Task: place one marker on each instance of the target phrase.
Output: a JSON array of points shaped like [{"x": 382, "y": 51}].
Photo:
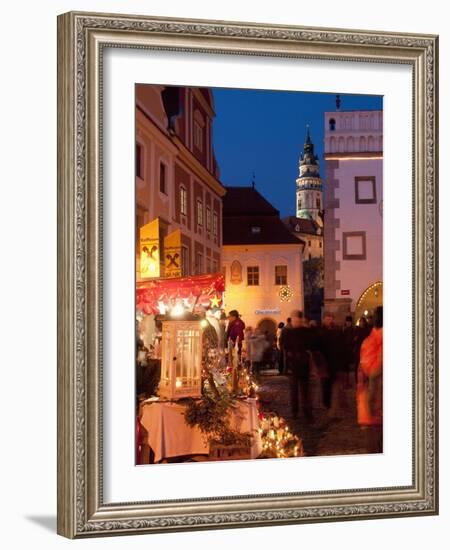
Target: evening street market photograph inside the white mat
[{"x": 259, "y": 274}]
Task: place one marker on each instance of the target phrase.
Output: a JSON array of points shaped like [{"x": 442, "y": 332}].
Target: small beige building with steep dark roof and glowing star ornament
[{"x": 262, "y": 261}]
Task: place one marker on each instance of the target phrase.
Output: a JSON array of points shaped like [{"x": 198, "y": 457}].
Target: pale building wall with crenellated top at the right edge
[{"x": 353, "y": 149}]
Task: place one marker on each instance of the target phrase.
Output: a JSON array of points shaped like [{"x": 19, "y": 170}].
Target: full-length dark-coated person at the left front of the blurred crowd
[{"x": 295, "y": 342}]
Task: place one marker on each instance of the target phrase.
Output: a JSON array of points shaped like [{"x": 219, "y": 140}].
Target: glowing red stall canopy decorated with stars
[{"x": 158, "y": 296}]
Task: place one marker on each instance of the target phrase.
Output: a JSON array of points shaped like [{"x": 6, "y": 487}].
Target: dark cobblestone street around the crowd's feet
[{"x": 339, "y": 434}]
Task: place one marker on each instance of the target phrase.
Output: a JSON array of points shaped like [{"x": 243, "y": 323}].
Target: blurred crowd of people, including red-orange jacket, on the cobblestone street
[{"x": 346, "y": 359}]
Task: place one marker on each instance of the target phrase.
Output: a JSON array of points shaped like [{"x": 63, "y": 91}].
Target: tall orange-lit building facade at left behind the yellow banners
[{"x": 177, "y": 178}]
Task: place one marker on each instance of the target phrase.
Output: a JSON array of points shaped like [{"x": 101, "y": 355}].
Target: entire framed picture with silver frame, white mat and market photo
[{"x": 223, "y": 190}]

### TASK TO CARRY OUT
Out of the data above, return each line where the word "points" can be found.

### RESULT FOR THIS EXERCISE
Output: a JSON array of points shaped like [{"x": 382, "y": 51}].
Output: a JSON array of points shaped like [{"x": 442, "y": 332}].
Output: a JSON array of points shaped like [{"x": 198, "y": 457}].
Output: a JSON array of points shaped like [{"x": 19, "y": 170}].
Output: a JSON array of points shaped like [{"x": 219, "y": 140}].
Output: a JSON array of points shaped like [{"x": 6, "y": 487}].
Output: a JSON array of points shaped like [{"x": 243, "y": 323}].
Output: a JSON array of points shaped like [{"x": 63, "y": 91}].
Output: a JSON array of points shaped like [{"x": 101, "y": 355}].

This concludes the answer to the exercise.